__BRIEF__
Transcribe the whole listing without a single picture.
----
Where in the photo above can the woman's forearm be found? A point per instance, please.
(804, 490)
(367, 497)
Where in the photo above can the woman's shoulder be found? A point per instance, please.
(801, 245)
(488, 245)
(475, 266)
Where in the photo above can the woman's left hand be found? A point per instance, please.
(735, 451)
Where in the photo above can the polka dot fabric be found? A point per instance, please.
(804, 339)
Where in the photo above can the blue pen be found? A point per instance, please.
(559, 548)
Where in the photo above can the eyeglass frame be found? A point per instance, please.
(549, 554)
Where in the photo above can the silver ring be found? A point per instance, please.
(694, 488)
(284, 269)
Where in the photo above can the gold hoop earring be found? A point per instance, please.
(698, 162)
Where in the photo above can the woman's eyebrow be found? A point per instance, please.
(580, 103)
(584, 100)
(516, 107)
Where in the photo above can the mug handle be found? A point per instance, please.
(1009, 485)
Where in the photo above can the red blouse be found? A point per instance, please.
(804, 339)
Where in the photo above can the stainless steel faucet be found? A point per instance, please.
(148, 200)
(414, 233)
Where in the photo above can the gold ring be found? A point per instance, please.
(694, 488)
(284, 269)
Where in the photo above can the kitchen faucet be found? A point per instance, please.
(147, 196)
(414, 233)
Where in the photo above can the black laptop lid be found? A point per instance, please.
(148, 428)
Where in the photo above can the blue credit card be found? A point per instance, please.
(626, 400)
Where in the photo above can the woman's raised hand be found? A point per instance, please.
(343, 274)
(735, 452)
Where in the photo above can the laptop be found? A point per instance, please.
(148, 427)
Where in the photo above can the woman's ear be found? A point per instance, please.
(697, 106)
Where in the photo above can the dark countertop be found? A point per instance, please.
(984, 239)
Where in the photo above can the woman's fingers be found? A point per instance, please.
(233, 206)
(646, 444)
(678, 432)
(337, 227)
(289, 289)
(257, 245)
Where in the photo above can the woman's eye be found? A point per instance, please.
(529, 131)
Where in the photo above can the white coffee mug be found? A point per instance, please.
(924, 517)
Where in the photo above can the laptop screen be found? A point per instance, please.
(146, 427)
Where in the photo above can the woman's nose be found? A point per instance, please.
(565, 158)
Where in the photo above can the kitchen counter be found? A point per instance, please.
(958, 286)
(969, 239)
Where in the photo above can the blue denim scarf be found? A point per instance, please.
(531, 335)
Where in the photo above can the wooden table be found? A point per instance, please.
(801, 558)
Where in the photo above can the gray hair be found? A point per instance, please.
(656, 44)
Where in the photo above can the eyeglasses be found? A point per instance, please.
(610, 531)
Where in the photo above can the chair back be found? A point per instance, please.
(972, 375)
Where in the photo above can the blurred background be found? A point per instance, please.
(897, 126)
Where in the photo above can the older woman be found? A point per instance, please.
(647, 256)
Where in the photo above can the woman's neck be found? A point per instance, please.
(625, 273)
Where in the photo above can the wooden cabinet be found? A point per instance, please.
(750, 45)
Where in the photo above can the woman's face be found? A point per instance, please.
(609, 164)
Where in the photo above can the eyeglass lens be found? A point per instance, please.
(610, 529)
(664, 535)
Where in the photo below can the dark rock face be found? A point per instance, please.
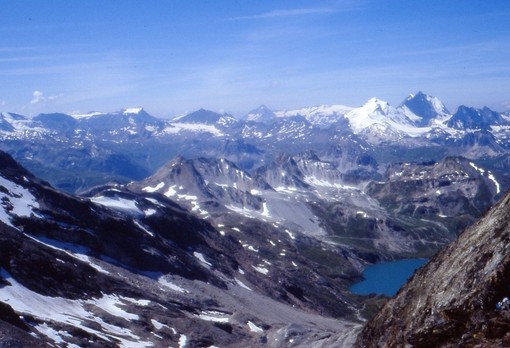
(122, 268)
(451, 301)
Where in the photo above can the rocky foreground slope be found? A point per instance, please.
(126, 269)
(451, 302)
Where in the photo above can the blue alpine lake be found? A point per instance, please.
(386, 277)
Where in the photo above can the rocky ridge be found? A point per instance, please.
(451, 301)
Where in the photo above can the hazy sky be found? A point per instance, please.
(175, 56)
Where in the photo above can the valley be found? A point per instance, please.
(211, 231)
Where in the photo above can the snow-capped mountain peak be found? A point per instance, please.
(376, 112)
(261, 114)
(422, 109)
(321, 115)
(130, 111)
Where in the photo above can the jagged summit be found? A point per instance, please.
(423, 108)
(378, 113)
(205, 117)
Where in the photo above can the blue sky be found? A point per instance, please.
(173, 57)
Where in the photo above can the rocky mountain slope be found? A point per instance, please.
(131, 144)
(119, 268)
(452, 300)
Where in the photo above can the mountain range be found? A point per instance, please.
(206, 230)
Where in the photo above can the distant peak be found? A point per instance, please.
(128, 111)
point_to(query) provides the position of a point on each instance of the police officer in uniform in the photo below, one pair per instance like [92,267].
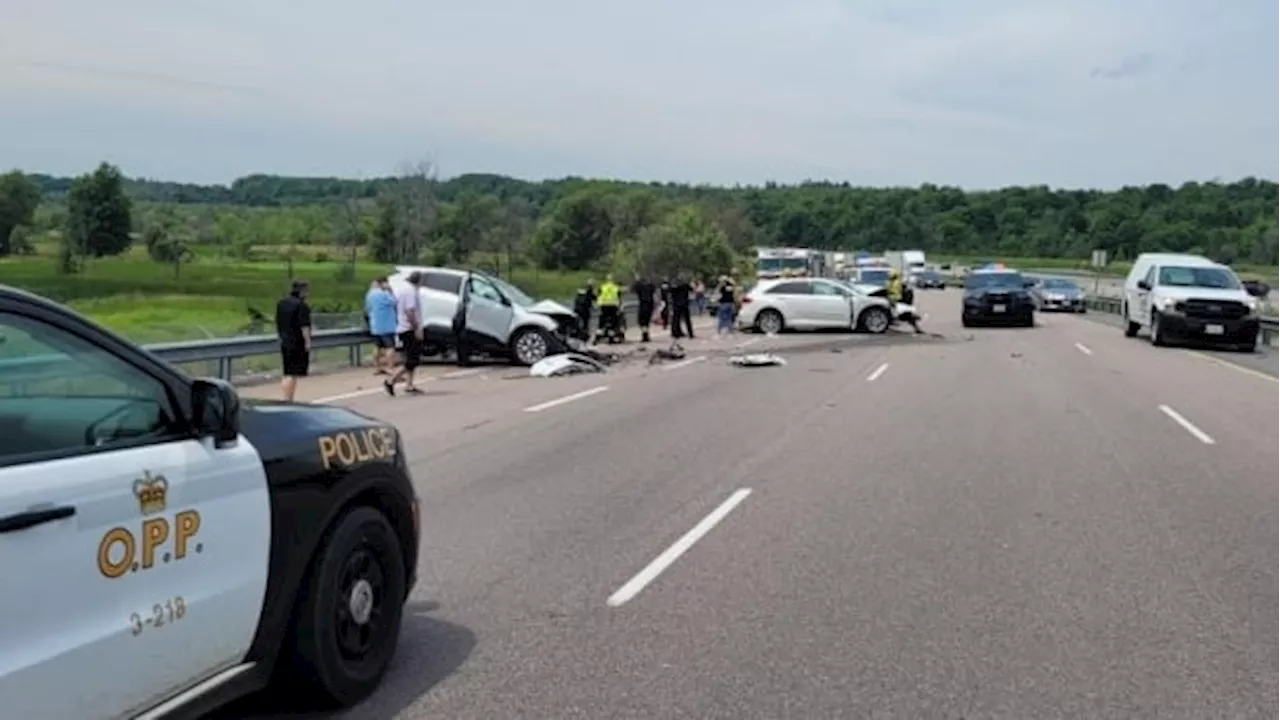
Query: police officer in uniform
[645,291]
[583,304]
[609,301]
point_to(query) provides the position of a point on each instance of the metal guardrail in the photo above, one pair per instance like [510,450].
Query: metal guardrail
[223,351]
[1270,327]
[227,351]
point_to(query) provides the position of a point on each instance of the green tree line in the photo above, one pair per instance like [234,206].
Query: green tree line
[580,223]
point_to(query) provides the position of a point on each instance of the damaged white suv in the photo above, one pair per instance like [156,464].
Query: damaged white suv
[501,319]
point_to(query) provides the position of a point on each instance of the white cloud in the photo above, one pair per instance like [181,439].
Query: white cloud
[978,92]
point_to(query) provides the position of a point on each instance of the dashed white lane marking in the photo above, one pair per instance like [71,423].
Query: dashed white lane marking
[653,569]
[877,373]
[558,401]
[347,395]
[684,363]
[1187,424]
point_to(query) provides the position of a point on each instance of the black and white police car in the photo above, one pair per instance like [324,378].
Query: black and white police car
[167,550]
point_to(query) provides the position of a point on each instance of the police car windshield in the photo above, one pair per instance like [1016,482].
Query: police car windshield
[993,281]
[1217,278]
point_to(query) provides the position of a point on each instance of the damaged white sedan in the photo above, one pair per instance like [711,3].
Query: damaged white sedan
[810,304]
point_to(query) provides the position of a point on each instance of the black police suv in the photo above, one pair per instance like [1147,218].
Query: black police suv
[997,296]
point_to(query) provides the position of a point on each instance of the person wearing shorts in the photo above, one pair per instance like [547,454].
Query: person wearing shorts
[408,327]
[293,328]
[380,314]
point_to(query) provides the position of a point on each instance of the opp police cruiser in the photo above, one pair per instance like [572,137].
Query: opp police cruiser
[167,550]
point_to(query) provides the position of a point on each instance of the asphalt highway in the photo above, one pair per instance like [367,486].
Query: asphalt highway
[1054,522]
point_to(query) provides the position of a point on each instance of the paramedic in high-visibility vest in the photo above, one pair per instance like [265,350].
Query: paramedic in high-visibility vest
[609,301]
[895,286]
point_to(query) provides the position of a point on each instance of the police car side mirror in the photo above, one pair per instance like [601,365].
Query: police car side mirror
[215,410]
[1257,288]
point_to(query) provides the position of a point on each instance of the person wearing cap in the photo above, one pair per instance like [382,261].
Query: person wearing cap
[293,328]
[380,315]
[408,326]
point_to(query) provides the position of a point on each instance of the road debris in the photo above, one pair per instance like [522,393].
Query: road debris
[675,352]
[566,364]
[757,360]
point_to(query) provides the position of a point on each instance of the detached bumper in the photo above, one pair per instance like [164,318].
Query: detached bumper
[1243,331]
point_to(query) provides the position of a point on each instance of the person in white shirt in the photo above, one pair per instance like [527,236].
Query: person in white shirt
[408,327]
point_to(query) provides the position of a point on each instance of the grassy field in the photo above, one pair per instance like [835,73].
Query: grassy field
[146,302]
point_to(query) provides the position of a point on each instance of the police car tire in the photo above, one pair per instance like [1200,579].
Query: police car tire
[318,662]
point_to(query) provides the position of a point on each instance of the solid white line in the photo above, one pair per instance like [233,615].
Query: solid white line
[1187,424]
[878,372]
[684,363]
[653,569]
[566,399]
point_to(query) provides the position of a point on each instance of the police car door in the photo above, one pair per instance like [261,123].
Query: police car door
[135,556]
[488,310]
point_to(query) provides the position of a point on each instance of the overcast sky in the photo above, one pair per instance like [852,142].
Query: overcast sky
[972,92]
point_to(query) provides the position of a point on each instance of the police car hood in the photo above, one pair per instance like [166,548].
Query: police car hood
----
__EXERCISE OUTPUT__
Where in the photo above can the woman's forearm be found? A point per instance, please.
(804, 490)
(367, 497)
Where in the photo above can the woman's shoulder be found? A point per instance, please.
(801, 245)
(488, 245)
(475, 266)
Where in the photo above can the woman's left hand be found? A point per instance, please.
(735, 451)
Where in the photo above can the polka dot fabric be found? A point per instance, please.
(804, 339)
Where in the photo above can the blue pen be found? A point per instance, please.
(559, 548)
Where in the photo above can the eyeglass frame be found? A point per instance, please.
(549, 554)
Where in the photo above can the silver ring be found? A point per instance, please.
(694, 488)
(284, 269)
Where in the photo above can the gold hoop earring be found? A point per instance, please.
(698, 162)
Where in the photo above can the woman's eyebrow be found? A point per instance, please.
(580, 103)
(584, 100)
(516, 107)
Where in the photo above can the mug handle be found? A point per instance, please.
(1009, 485)
Where in the photo above can the red blouse be found? A point per instance, please.
(804, 339)
Where in the photo above can the stainless steel faucet be found? A point per instance, please.
(148, 200)
(414, 233)
Where in the photo above can the gold ring be found? A point per instance, please.
(694, 488)
(284, 269)
Where in the photo above can the kitchen faucet be found? A point per instance, please.
(147, 196)
(414, 233)
Where in the photo above can the black laptop lid be found? A point per instance, please.
(148, 428)
Where in the photo above can the blue credit card be found? A point per instance, please.
(626, 400)
Where in the photo above can the woman's raised hand be found? A point per instance, please.
(343, 274)
(735, 452)
Where in the photo above can the laptop be found? A point per instance, please.
(148, 427)
Where in the photo above can the woman's ear be found? A point per instance, please.
(697, 106)
Where in the photo above can the dark countertop be found? A point per instance, please.
(984, 239)
Where in the photo above can the woman's fingers be found? A point per instance, please.
(233, 206)
(646, 444)
(678, 432)
(337, 227)
(289, 289)
(257, 245)
Where in the photo above can the woman's eye be found? A point per instance, please.
(529, 131)
Where in the photo above can the white coffee mug be found? A point per instance, please.
(924, 517)
Where in the photo above can the laptop screen be found? A point per instance, please.
(146, 427)
Where in the photo above can the woman's nose be found? A point per instance, please.
(565, 158)
Where in the photo above can the kitchen counter be found? A point per instance, please.
(958, 286)
(969, 239)
Where in the photo above can the blue denim scarf be found? A point per instance, please.
(531, 335)
Where in the photo above can the wooden table be found? A point per instance, please.
(801, 558)
Where in the photo above can the gray hair be found? A point per instance, please.
(656, 44)
Where in the photo above can the eyeglasses be found? A point per instance, please.
(610, 531)
Where in the photo above can the chair back be found? A point per instance, please.
(972, 375)
Where in the photo above can the blurred background be found? A point per instance, please.
(897, 126)
Where in the photo above can the older woman be found? A point per instance, please.
(647, 256)
Where in the photo above can the woman's neck be found? A point per instance, please.
(625, 273)
Where in the photo above can the wooden cabinet be found? A point per instance, please.
(750, 45)
Where in the photo above can the woman's face be found? A point per instance, please.
(609, 164)
Where in the photo above can the eyeglass lens be found? A point per instance, please.
(610, 529)
(664, 535)
Where in the photo below can the dark rock face be found? A point per instance, please.
(122, 268)
(451, 301)
Where in the photo above can the rocky foreground slope be found? A point per instance, please.
(126, 269)
(451, 302)
Where in the photo above can the blue alpine lake be found? A point per instance, please.
(386, 277)
Where in the photo above can the rocky ridge be found? A point per instance, please.
(451, 301)
Where in the photo above can the hazy sky be found? A point per instance, please.
(175, 56)
Where in the photo above can the valley be found? A point per instance, please.
(211, 231)
Where in the photo above can the snow-capped mountain peak be found? A point per instance, please.
(376, 112)
(261, 114)
(422, 109)
(321, 115)
(130, 111)
Where in the photo above can the jagged summit be found? A point per instance, please.
(423, 108)
(378, 113)
(205, 117)
Where in the photo above can the blue sky be found? A point per instance, please.
(173, 57)
Where in the photo above can the rocky mountain slope be found? A point per instance, please.
(131, 144)
(119, 268)
(452, 300)
Where in the photo above can the mountain range be found? A point per instance, please.
(206, 230)
Where in the photo above can the distant peak be found? A point per instance, please.
(128, 111)
point_to(query) provides the position of a point on each instance of the police officer in uniform in the photo below, one pair per instance like [92,267].
Query: police officer in uniform
[645,291]
[583,304]
[609,301]
point_to(query) provides the position of a point on each instance of the metal guardrail in the photo above, one pair per instance like [510,450].
Query: metal guardrail
[223,351]
[1270,327]
[227,351]
point_to(query) provides the position of a point on each instance of the green tree line in the photo above, one pair per instance like [234,206].
Query: green tree line
[580,223]
point_to(query) provides the position of a point on each instance of the damaged white suv in the photo above, one pair per instance like [156,464].
Query: damaged white suv
[501,319]
point_to(query) provides the position of a point on each instance of the white cloud in the photo above, one pair per instance like [181,439].
Query: white cloud
[978,92]
point_to(query) provides the position of a point on each instance of the dashed white lane marking in the photo above, one pair per instance like [71,423].
Query: dashed white lane marking
[653,569]
[877,373]
[558,401]
[347,395]
[684,363]
[1187,424]
point_to(query) provides the position of a point on each instance of the black and white police car in the photo above, one pair per instance like [324,378].
Query: black and white police car
[167,550]
point_to(query) provides the position of a point on each instance of the police car windshield in the photo above, one pair per instance like [1016,482].
Query: police car windshield
[993,281]
[1217,278]
point_to(query) provides the position of a point on each instance of the damaged white sedan in the photo above, one pair per instance like [711,3].
Query: damaged white sedan
[810,304]
point_to(query) provides the position of a point on each instance of the black police suv in the photo above, one pair per instance like [1147,218].
Query: black police suv
[997,296]
point_to(query) provides the position of a point on each instance of the person wearing shorts in the photo above, one pair per instance like [547,454].
Query: person wearing shorts
[408,327]
[293,328]
[380,314]
point_to(query) provides the position of a point on each instance of the opp police cruiser in the photo above, one pair per instance like [572,137].
Query: opp police cruiser
[167,550]
point_to(query) provides the position of a point on each instance of the asphalt highway in the photo above, one pair per instance like [367,486].
Query: asphalt highway
[1054,522]
point_to(query) provides the position of a point on each instance of the paramedic in high-visibility vest in the photo above, one pair per instance like [265,350].
Query: paramedic in high-visibility vest
[609,301]
[895,286]
point_to(query) provides the position of a point on each instance of the police car side mirror in the photo above, one pair per instance like [601,365].
Query: police car side mirror
[215,410]
[1257,288]
point_to(query) provides the position of a point on each instance of the person wearing cap in the photo above, one pair per instance like [382,261].
Query: person wearing cap
[293,328]
[380,315]
[408,326]
point_to(query) provides the position of a point on each instance of the road debris in the photo above, one pair per instance like [522,393].
Query: road debris
[675,352]
[566,364]
[757,360]
point_to(query) provides the position of a point on each instance of the detached bumper in the photo above, one pair per instance like [164,318].
Query: detached bumper
[1243,331]
point_to(query) provides the position of a point on each instance of the person in white shirt in the photo above, one pair per instance like [527,236].
Query: person in white shirt
[408,327]
point_to(query) provides the position of a point on each instance of the grassy field in the photo above, one pair per instance like [835,73].
Query: grassy field
[146,302]
point_to(query) provides the position of a point on each instance of the police car tire in the photo above, one pair per instance like [1200,579].
Query: police car tire
[318,662]
point_to(query) provides the position of a point on each instance of the solid white line in the photo above, one pair per instance like [233,615].
Query: solid white line
[1187,424]
[878,372]
[684,363]
[653,569]
[566,399]
point_to(query) provides the position of a point on each instance of the police car door in the photo above, one pair per instance like [261,123].
Query: police car door
[135,556]
[488,310]
point_to(query) provides the position of a point on each instance of the overcast sky in the photo above, one pair per instance like [852,142].
Query: overcast sky
[972,92]
point_to(query) provides the position of a point on each instance of the police car hood in the photo above, one pair per instance like [166,548].
Query: police car hood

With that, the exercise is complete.